● **Data excerpts**
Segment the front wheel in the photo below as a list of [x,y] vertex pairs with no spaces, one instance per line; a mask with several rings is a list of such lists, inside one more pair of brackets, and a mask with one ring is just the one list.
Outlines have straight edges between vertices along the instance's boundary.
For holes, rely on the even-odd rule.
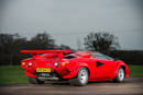
[[29,79],[29,82],[31,84],[43,84],[44,83],[44,81],[40,81],[36,78],[30,78],[30,76],[28,76],[28,79]]
[[124,70],[123,70],[123,68],[120,68],[119,71],[118,71],[118,74],[113,79],[113,81],[117,82],[117,83],[121,83],[121,82],[123,82],[123,80],[124,80]]
[[87,68],[80,68],[77,76],[74,79],[70,79],[69,82],[72,85],[76,85],[76,86],[84,86],[88,83],[88,70]]

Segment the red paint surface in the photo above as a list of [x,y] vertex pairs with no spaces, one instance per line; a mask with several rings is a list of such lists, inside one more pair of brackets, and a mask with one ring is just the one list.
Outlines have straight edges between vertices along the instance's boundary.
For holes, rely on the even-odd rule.
[[[125,78],[129,78],[130,73],[128,66],[123,61],[102,60],[96,57],[91,58],[90,51],[75,51],[70,54],[76,57],[73,59],[64,58],[64,54],[70,52],[69,50],[22,50],[21,52],[31,54],[33,56],[33,58],[21,61],[25,62],[25,66],[21,64],[25,70],[25,75],[32,78],[36,78],[36,75],[33,74],[36,68],[51,68],[52,72],[56,71],[63,79],[72,79],[77,75],[81,67],[85,67],[90,73],[89,81],[108,81],[114,79],[121,67],[124,67]],[[97,67],[97,61],[103,64]],[[29,62],[32,63],[31,67],[28,66]],[[58,66],[55,67],[55,62],[57,62]],[[62,66],[62,62],[64,62],[65,66]]]

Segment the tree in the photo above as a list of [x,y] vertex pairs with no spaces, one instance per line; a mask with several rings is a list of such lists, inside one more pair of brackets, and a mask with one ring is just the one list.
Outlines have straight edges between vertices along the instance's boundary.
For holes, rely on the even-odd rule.
[[109,33],[90,33],[84,38],[85,48],[88,50],[106,51],[120,47],[118,37]]
[[54,49],[55,40],[47,33],[38,33],[36,36],[32,37],[29,49]]

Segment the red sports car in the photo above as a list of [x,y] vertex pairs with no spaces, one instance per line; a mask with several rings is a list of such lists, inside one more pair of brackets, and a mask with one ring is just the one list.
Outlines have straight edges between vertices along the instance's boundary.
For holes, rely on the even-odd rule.
[[97,51],[21,50],[33,58],[21,61],[30,83],[42,84],[52,80],[69,80],[72,85],[88,81],[123,82],[130,69],[121,61]]

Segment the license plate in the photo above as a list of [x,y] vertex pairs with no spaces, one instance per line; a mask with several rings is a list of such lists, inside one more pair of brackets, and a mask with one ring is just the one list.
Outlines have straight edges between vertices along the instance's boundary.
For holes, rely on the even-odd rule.
[[51,72],[51,68],[36,68],[36,72]]

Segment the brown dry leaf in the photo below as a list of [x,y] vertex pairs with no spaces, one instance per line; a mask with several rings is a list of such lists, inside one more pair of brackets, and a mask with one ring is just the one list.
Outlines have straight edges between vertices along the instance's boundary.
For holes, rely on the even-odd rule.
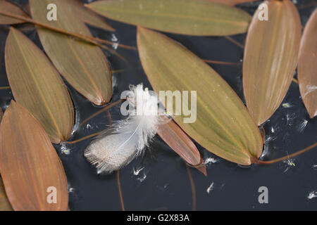
[[195,144],[174,121],[161,124],[157,134],[184,160],[191,165],[197,165],[195,167],[207,175],[206,165],[201,164],[201,156]]
[[12,211],[12,207],[6,197],[6,191],[4,191],[4,184],[0,177],[0,211]]
[[87,6],[111,20],[188,35],[244,33],[251,20],[240,8],[197,0],[107,0]]
[[[229,161],[248,165],[260,156],[263,139],[258,127],[235,91],[215,70],[160,33],[139,27],[137,39],[143,69],[156,94],[197,91],[197,120],[185,123],[184,118],[187,117],[183,113],[173,115],[185,132]],[[173,109],[167,108],[168,101],[161,100],[173,115]],[[182,107],[192,108],[191,102],[182,101]],[[175,101],[173,103],[175,108]]]
[[[2,110],[0,109],[0,121],[2,120],[3,115]],[[8,200],[4,191],[4,184],[0,177],[0,211],[12,211],[11,205]]]
[[243,63],[243,87],[249,111],[256,124],[266,121],[287,92],[295,72],[301,20],[290,0],[266,1],[268,20],[254,13]]
[[[12,101],[0,136],[0,172],[14,210],[66,210],[68,191],[63,165],[38,121]],[[56,203],[50,204],[52,190]]]
[[[15,4],[6,0],[0,0],[0,11],[13,13],[20,16],[28,18],[27,15],[23,12],[19,7]],[[17,24],[23,23],[25,21],[15,19],[11,17],[5,16],[0,14],[0,25],[1,24]]]
[[69,2],[77,11],[77,16],[82,22],[96,27],[101,28],[111,32],[116,31],[101,17],[85,7],[80,0],[70,0]]
[[213,3],[218,3],[224,5],[233,6],[237,4],[240,4],[246,2],[256,1],[259,0],[198,0],[198,1],[207,1]]
[[37,118],[54,143],[67,141],[74,123],[68,91],[45,54],[11,28],[5,49],[6,68],[16,101]]
[[[30,0],[33,18],[60,29],[91,36],[78,19],[69,1]],[[47,5],[57,6],[57,20],[48,21]],[[57,70],[78,92],[96,105],[108,103],[112,96],[112,75],[108,61],[99,46],[61,33],[37,28],[42,44]]]
[[312,118],[317,115],[317,9],[304,30],[297,71],[302,98]]

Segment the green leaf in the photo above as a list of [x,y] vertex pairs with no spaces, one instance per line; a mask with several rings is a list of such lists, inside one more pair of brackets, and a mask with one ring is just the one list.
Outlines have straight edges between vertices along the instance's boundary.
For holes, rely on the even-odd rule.
[[[46,7],[49,4],[56,5],[56,21],[49,21],[46,18]],[[37,21],[91,36],[68,1],[30,0],[30,6],[33,18]],[[99,46],[46,29],[37,28],[37,32],[45,52],[70,85],[96,105],[104,105],[110,101],[111,71]]]
[[66,141],[74,123],[68,91],[45,54],[11,28],[5,49],[6,68],[16,101],[42,124],[54,143]]
[[197,91],[197,120],[184,123],[183,115],[173,116],[189,136],[213,153],[241,165],[250,165],[252,158],[260,156],[263,139],[259,129],[216,72],[179,43],[151,30],[138,27],[137,46],[144,72],[157,94]]
[[[295,72],[302,33],[296,6],[289,0],[266,1],[268,20],[254,15],[243,60],[247,105],[257,125],[274,113]],[[260,14],[261,15],[261,14]]]
[[239,8],[197,0],[107,0],[87,7],[112,20],[188,35],[244,33],[251,20]]

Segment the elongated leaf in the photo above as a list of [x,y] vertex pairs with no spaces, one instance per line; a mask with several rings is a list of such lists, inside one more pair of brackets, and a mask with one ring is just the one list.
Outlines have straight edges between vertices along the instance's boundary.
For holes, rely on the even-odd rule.
[[184,160],[191,165],[197,165],[196,167],[205,176],[207,175],[206,166],[201,164],[201,156],[197,148],[174,121],[161,124],[157,134]]
[[[0,121],[2,120],[2,110],[0,109]],[[0,177],[0,211],[11,211],[12,207],[6,197],[6,192],[4,191],[4,184],[2,179]]]
[[258,0],[197,0],[197,1],[206,1],[232,6],[237,4],[240,4],[246,2],[256,1]]
[[0,211],[12,211],[11,205],[6,197],[4,184],[0,177]]
[[112,20],[189,35],[244,33],[250,22],[240,9],[197,0],[107,0],[87,6]]
[[[15,14],[20,16],[28,17],[27,15],[25,12],[23,12],[19,7],[6,0],[0,0],[0,12],[1,11]],[[0,14],[0,25],[17,24],[23,22],[25,22]]]
[[[260,131],[237,94],[211,68],[178,43],[144,28],[137,29],[137,46],[143,68],[156,93],[197,91],[196,121],[184,123],[187,117],[183,114],[173,116],[184,131],[228,160],[250,165],[251,158],[259,157],[263,147]],[[168,110],[168,101],[165,102]],[[175,108],[175,101],[173,104]],[[189,106],[185,101],[182,104]]]
[[[0,136],[0,172],[13,208],[66,210],[68,192],[63,165],[37,120],[12,101]],[[51,202],[54,194],[56,203]]]
[[247,37],[243,87],[249,111],[260,125],[280,105],[292,82],[297,62],[301,21],[289,0],[266,2],[268,20],[258,10]]
[[312,118],[317,115],[317,9],[306,25],[298,63],[302,98]]
[[[32,15],[36,20],[70,32],[91,35],[78,19],[77,11],[69,1],[30,0]],[[55,4],[57,20],[48,21],[46,6]],[[44,50],[57,70],[78,92],[94,104],[109,101],[112,77],[106,56],[99,47],[67,35],[38,28]]]
[[73,8],[77,11],[77,16],[82,22],[106,30],[111,32],[115,31],[115,30],[99,15],[85,7],[80,0],[70,0],[69,1],[72,6],[73,6]]
[[11,28],[5,59],[15,99],[40,122],[52,142],[68,140],[74,123],[72,101],[44,53],[21,32]]

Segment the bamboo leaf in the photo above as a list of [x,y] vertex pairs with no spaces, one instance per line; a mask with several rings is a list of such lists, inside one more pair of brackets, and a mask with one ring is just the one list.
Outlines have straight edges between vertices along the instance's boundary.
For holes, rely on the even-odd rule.
[[[4,113],[0,136],[0,171],[12,207],[66,210],[68,192],[63,165],[37,120],[12,101]],[[49,198],[52,190],[56,193],[54,204],[48,201],[54,200]]]
[[[228,160],[250,165],[253,158],[258,158],[263,147],[260,131],[221,77],[163,34],[138,27],[137,36],[143,69],[157,94],[197,91],[197,120],[184,123],[184,115],[173,116],[180,128],[204,148]],[[173,103],[175,108],[175,101]]]
[[85,7],[80,0],[71,0],[69,1],[69,3],[73,6],[74,9],[77,11],[77,16],[82,22],[106,30],[111,32],[115,31],[115,30],[99,15]]
[[[48,21],[46,6],[57,6],[57,20]],[[30,0],[35,20],[50,26],[91,36],[86,25],[77,18],[69,1]],[[112,95],[111,72],[99,47],[51,30],[37,28],[45,50],[57,70],[78,92],[94,104],[110,101]]]
[[[20,16],[28,17],[19,7],[6,0],[0,0],[0,11],[14,13]],[[25,22],[23,20],[17,20],[0,14],[0,25],[17,24]]]
[[243,86],[249,111],[260,125],[280,105],[297,63],[301,21],[289,0],[266,1],[268,20],[254,13],[247,37]]
[[311,15],[302,38],[298,82],[302,98],[312,118],[317,115],[317,9]]
[[52,142],[67,141],[74,123],[72,101],[44,53],[20,32],[11,28],[5,59],[15,99],[39,121]]
[[[3,112],[0,109],[0,121],[2,120]],[[0,211],[12,211],[11,205],[8,200],[4,191],[4,183],[0,177]]]
[[12,211],[12,207],[8,200],[4,191],[4,184],[0,177],[0,211]]
[[176,153],[207,176],[206,166],[195,144],[173,120],[158,127],[157,134]]
[[250,22],[239,8],[197,0],[107,0],[87,7],[112,20],[188,35],[244,33]]
[[256,1],[258,0],[197,0],[197,1],[206,1],[233,6],[235,5],[240,4],[242,3]]

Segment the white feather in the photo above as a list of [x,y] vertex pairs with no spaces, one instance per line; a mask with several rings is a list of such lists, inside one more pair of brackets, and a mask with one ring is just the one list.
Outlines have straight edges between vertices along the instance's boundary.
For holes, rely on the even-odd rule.
[[[130,162],[143,153],[156,134],[161,120],[157,96],[150,94],[147,89],[143,90],[142,84],[131,86],[130,90],[135,98],[128,101],[135,110],[129,110],[128,118],[114,123],[85,150],[85,156],[96,165],[98,173],[110,173]],[[136,110],[141,107],[142,113],[136,115]]]

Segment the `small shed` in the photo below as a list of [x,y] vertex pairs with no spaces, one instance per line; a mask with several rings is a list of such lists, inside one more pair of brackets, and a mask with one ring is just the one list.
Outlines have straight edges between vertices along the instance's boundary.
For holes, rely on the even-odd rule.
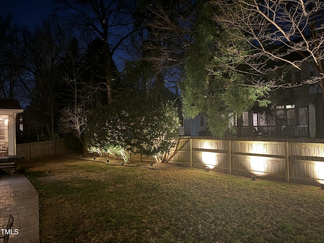
[[0,100],[0,159],[17,155],[16,117],[23,111],[16,100]]

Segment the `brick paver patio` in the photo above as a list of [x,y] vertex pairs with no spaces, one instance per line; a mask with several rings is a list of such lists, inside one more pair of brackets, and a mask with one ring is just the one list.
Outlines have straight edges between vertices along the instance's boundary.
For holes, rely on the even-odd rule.
[[38,193],[24,175],[0,175],[0,229],[14,218],[9,243],[39,243]]

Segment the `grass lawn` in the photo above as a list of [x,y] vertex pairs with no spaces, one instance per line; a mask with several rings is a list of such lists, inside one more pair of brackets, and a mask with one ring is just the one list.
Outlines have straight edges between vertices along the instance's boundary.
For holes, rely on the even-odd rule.
[[324,242],[319,187],[63,157],[20,166],[42,243]]

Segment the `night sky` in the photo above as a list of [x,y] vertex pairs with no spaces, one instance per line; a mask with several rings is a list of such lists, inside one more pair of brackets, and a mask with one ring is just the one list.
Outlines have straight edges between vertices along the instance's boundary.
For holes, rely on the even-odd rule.
[[43,19],[53,11],[51,0],[1,0],[0,13],[6,16],[11,12],[13,22],[33,27],[42,24]]

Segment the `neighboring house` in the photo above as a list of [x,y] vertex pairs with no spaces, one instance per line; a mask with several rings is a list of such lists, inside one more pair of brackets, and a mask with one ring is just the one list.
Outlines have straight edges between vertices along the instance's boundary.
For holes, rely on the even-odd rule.
[[[287,71],[282,70],[282,71]],[[304,64],[301,70],[290,68],[286,75],[286,79],[294,85],[316,75],[310,65]],[[324,133],[322,122],[322,95],[319,85],[317,84],[304,85],[290,89],[293,89],[296,99],[290,101],[286,98],[285,102],[277,98],[270,99],[273,106],[272,116],[266,115],[265,112],[260,111],[260,109],[255,108],[244,112],[240,119],[233,119],[230,121],[231,125],[234,127],[237,127],[238,123],[241,123],[240,126],[237,127],[237,136],[322,138]],[[199,116],[192,120],[185,120],[185,135],[210,136],[209,135],[210,133],[206,129],[206,122],[205,127],[198,126],[200,117],[204,116]],[[206,121],[206,117],[204,119]],[[226,135],[231,136],[228,134],[226,133]]]
[[0,100],[0,159],[16,155],[16,117],[22,112],[15,100]]
[[207,130],[206,116],[201,115],[193,119],[184,119],[182,128],[180,132],[182,136],[205,136],[205,133]]

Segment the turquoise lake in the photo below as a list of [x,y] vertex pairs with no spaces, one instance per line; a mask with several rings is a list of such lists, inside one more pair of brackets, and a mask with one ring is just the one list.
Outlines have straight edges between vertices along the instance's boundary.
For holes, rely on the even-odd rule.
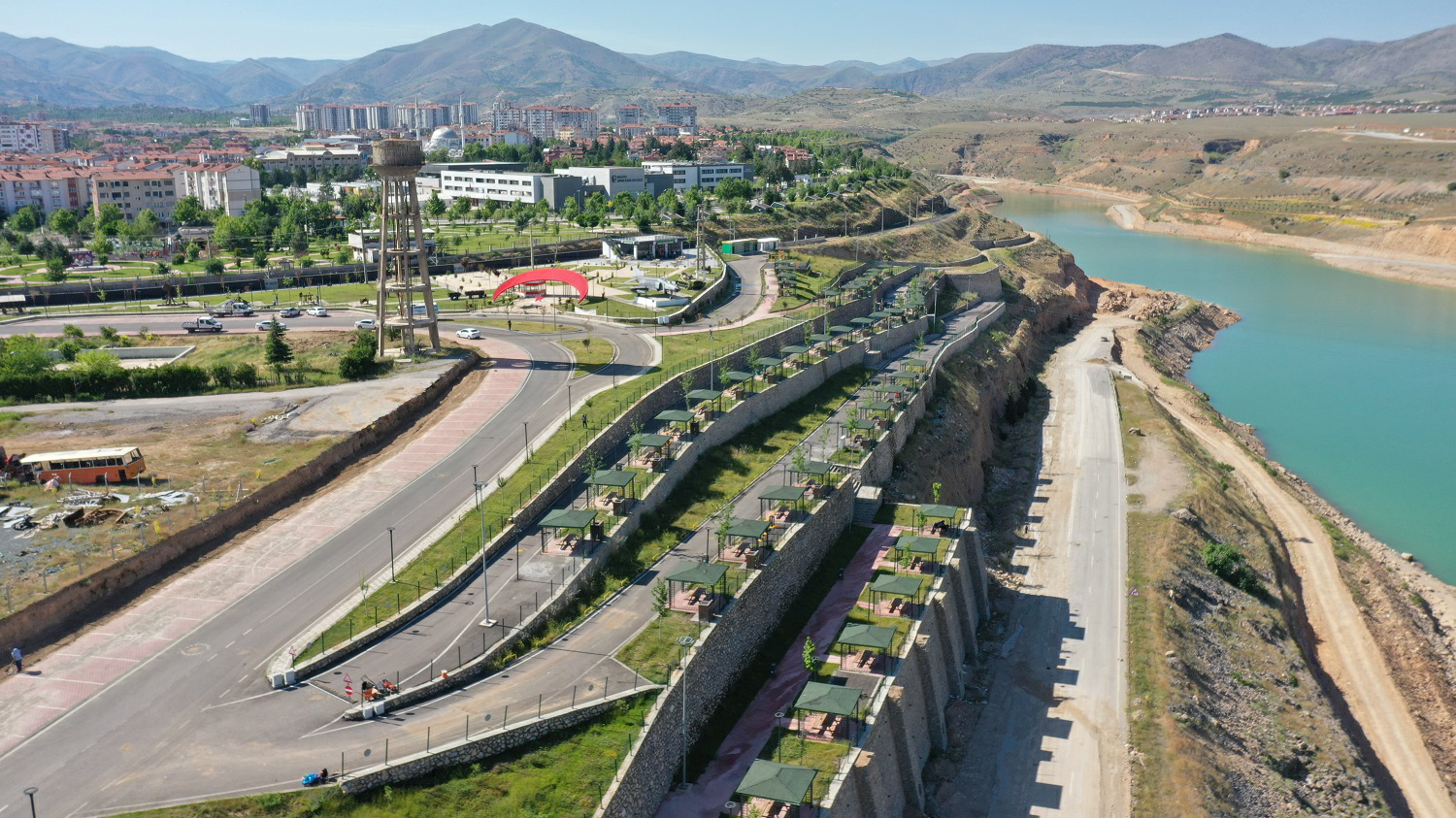
[[1088,275],[1239,313],[1190,378],[1360,527],[1456,582],[1456,290],[1293,250],[1123,230],[1107,207],[1006,195],[994,213],[1048,236]]

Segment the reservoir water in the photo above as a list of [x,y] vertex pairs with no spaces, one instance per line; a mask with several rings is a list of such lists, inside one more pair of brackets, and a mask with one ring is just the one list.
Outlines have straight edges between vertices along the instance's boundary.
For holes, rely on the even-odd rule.
[[1088,275],[1239,313],[1190,378],[1361,528],[1456,584],[1456,290],[1123,230],[1107,202],[1003,195],[997,215],[1048,236]]

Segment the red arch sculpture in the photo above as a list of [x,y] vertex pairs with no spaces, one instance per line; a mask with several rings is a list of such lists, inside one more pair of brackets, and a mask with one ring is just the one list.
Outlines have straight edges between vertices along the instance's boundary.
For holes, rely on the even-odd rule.
[[581,298],[577,298],[577,301],[579,303],[587,300],[587,277],[581,275],[574,269],[562,269],[559,266],[549,266],[546,269],[533,269],[530,272],[521,272],[513,275],[505,281],[502,281],[501,285],[495,288],[495,293],[491,293],[491,300],[494,301],[499,298],[501,293],[505,293],[511,287],[518,287],[521,284],[545,284],[547,281],[559,281],[562,284],[571,284],[572,287],[577,288],[577,293],[581,293]]

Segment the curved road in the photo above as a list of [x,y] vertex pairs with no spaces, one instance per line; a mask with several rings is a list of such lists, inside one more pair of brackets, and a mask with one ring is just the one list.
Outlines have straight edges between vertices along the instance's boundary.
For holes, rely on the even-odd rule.
[[[105,320],[121,327],[116,319]],[[239,320],[250,326],[255,319]],[[572,381],[578,402],[657,360],[649,338],[619,327],[596,327],[596,332],[610,339],[619,355],[614,364]],[[234,782],[259,783],[259,771],[275,770],[278,757],[300,751],[301,769],[296,774],[290,773],[287,780],[269,779],[249,790],[281,789],[296,783],[309,767],[332,766],[328,757],[310,754],[309,748],[336,747],[322,731],[338,723],[336,700],[312,686],[272,691],[261,667],[339,601],[358,594],[360,576],[373,576],[389,565],[387,527],[395,528],[400,549],[425,536],[470,499],[472,464],[480,466],[482,479],[495,476],[521,454],[521,424],[539,425],[543,434],[566,413],[571,355],[563,348],[545,335],[495,329],[482,329],[482,335],[510,339],[527,352],[523,360],[496,361],[501,368],[526,370],[518,392],[502,409],[424,474],[351,515],[341,530],[287,568],[248,566],[272,575],[194,627],[175,623],[179,627],[169,630],[169,645],[130,659],[132,665],[115,681],[71,680],[79,703],[64,707],[60,718],[0,755],[0,790],[36,786],[42,790],[38,803],[45,815],[90,815],[226,795],[237,789]],[[486,377],[485,383],[489,381]],[[336,488],[331,485],[326,491]],[[227,552],[213,559],[226,556]],[[111,622],[100,623],[80,638],[109,638],[112,629]],[[44,674],[45,667],[42,659],[36,670]],[[0,699],[19,693],[15,686],[25,681],[6,680]],[[320,707],[325,702],[328,706]],[[167,763],[179,757],[188,761],[185,774]],[[7,806],[20,805],[6,795],[0,799],[0,814]]]

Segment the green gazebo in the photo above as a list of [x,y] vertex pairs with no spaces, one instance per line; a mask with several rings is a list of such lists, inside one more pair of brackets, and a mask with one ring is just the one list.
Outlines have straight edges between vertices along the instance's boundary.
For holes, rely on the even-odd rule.
[[770,802],[770,809],[778,809],[782,803],[789,808],[789,815],[798,817],[799,806],[810,801],[815,776],[818,770],[812,767],[759,758],[738,782],[734,799],[747,802],[750,798],[761,798]]

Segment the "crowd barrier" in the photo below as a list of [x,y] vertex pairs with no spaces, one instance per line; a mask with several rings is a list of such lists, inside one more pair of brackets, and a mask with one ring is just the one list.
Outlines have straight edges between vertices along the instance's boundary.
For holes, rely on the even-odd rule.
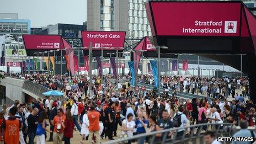
[[[177,132],[180,130],[179,127],[171,128],[169,129],[157,131],[152,132],[145,133],[142,134],[134,135],[132,137],[120,138],[114,141],[105,142],[105,144],[124,143],[127,141],[140,141],[143,137],[148,137],[148,143],[204,143],[204,136],[205,131],[202,130],[204,127],[206,130],[210,129],[215,133],[216,137],[230,137],[232,136],[237,129],[236,126],[230,123],[223,124],[201,124],[184,127],[185,132],[190,130],[190,134],[184,132],[182,136],[177,137]],[[213,129],[212,127],[215,127]],[[251,130],[255,131],[255,129]],[[168,137],[168,135],[171,132],[172,136]],[[156,135],[162,134],[162,140],[156,141]]]

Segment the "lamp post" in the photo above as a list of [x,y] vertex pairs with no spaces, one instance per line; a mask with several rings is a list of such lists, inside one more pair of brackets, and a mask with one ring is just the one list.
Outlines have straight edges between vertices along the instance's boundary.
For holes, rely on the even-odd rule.
[[90,42],[90,47],[89,47],[89,98],[90,97],[92,93],[92,42]]
[[[112,55],[114,55],[115,53],[113,53],[113,52],[108,52],[108,53],[106,53],[106,54],[107,54],[107,55],[110,55],[110,58],[111,58],[111,57],[112,57]],[[109,70],[111,71],[111,67],[109,68],[110,68]],[[110,71],[109,71],[110,72]],[[111,74],[110,72],[109,73]]]
[[168,49],[168,47],[167,46],[152,46],[152,48],[156,48],[157,50],[157,57],[158,57],[158,62],[157,62],[157,71],[158,71],[158,75],[157,77],[158,77],[158,90],[160,89],[160,49]]
[[36,63],[35,63],[35,64],[36,65],[36,66],[37,66],[37,67],[38,67],[38,70],[38,70],[38,72],[38,72],[38,73],[39,73],[39,67],[38,67],[38,65],[38,65],[38,62],[39,62],[39,53],[41,54],[40,52],[34,52],[34,54],[38,54],[38,61],[37,61]]

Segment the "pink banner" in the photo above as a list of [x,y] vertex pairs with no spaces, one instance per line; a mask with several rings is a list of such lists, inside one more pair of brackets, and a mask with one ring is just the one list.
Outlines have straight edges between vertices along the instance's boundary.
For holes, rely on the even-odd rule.
[[[71,60],[68,60],[68,63],[69,65],[67,65],[67,66],[69,65],[70,68],[73,68],[74,67],[74,51],[72,49],[71,46],[67,43],[67,42],[62,38],[62,41],[64,47],[65,48],[65,52],[66,52],[66,55],[67,55],[67,56],[65,57],[65,59],[66,60],[66,63],[67,63],[67,59],[69,59],[70,57]],[[68,68],[68,70],[70,69],[70,72],[71,73],[71,74],[74,74],[74,68]]]
[[124,47],[125,38],[125,31],[82,31],[83,47],[85,47],[85,49],[89,49],[90,42],[92,42],[93,50],[100,50],[101,47],[109,47],[109,50],[116,50],[118,48]]
[[23,35],[26,49],[56,50],[63,49],[61,35]]
[[20,67],[19,62],[7,62],[7,67]]
[[[119,65],[119,63],[118,63],[116,65],[116,66],[117,66],[117,67],[118,68],[119,68],[120,67],[121,67],[121,68],[125,68],[125,65],[124,63],[121,63],[121,65]],[[103,62],[102,63],[102,67],[103,68],[110,68],[110,67],[111,67],[111,63],[109,63],[109,62]]]
[[79,70],[81,72],[87,71],[86,67],[79,67]]
[[88,56],[83,56],[83,60],[84,61],[84,67],[86,67],[86,71],[89,71],[89,60]]
[[153,46],[154,46],[152,45],[151,42],[150,42],[148,36],[146,36],[145,37],[145,48],[143,49],[146,50],[147,51],[155,51],[156,48],[152,48]]
[[182,70],[188,71],[188,60],[184,60],[182,62]]
[[74,58],[74,71],[78,71],[78,57],[77,56],[73,56]]
[[150,23],[156,30],[153,36],[239,36],[239,2],[150,1],[146,5],[150,5],[146,6]]

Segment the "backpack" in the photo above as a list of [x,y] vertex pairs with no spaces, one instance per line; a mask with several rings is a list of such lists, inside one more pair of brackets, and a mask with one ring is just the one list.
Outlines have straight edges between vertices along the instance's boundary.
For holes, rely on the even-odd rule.
[[173,118],[173,127],[178,127],[182,125],[182,114],[177,114]]
[[206,119],[206,116],[205,116],[205,113],[204,113],[204,111],[201,114],[201,119],[202,119],[202,120],[205,120]]
[[151,115],[157,116],[158,115],[158,109],[157,108],[153,108],[151,111]]

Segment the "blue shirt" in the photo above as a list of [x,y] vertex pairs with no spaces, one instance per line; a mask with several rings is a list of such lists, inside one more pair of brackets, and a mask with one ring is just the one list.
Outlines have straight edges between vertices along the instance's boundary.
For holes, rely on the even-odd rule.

● **Problem to work on**
Can you recast the entries, starting with the line containing "Segment the white" and going on through the line containing "[[38,193],[24,175],[0,175],[0,229],[14,218],[9,243],[39,243]]", as a JSON list of strings with one string per line? Skip blank lines and leave out the pictures.

● **Task result**
[
  "Segment the white feather in the photo above as a list of [x,y] vertex pairs with no spaces, one instance per line; a mask with several rings is a list of such lists, inside one more pair of brackets, and a mask with one ring is just the one list.",
  "Outlines have straight edges between vertices along the instance's boundary.",
  "For holes, rely on the even-odd rule.",
  "[[[130,162],[143,153],[156,134],[161,120],[157,96],[150,94],[147,89],[143,90],[142,84],[131,86],[130,90],[135,98],[128,101],[135,110],[129,110],[128,118],[114,123],[85,150],[85,156],[96,165],[98,173],[110,173]],[[136,110],[141,107],[142,113],[136,115]]]",
  "Segment the `small shed` in the photo below as a list of [x,y] vertex pairs with no spaces, one instance per line; a mask with several rings is a list of such lists, inside one more pair of brackets, and a mask with one ring is just the one list.",
  "Outlines have straight edges between vertices along the instance's boundary.",
  "For holes, rely on the even-odd rule.",
  "[[0,100],[0,159],[17,155],[16,117],[23,111],[16,100]]",
  "Segment the `brick paver patio` in the photo above as a list of [x,y] vertex pairs with no spaces, one instance per line; a mask with several rings is a list of such lists, inside one more pair of brackets, and a mask with one ring is just the one list.",
  "Outlines have straight edges between vertices along the instance's boundary.",
  "For holes, rely on the even-odd rule.",
  "[[38,193],[24,175],[0,175],[0,229],[14,218],[9,243],[39,243]]"
]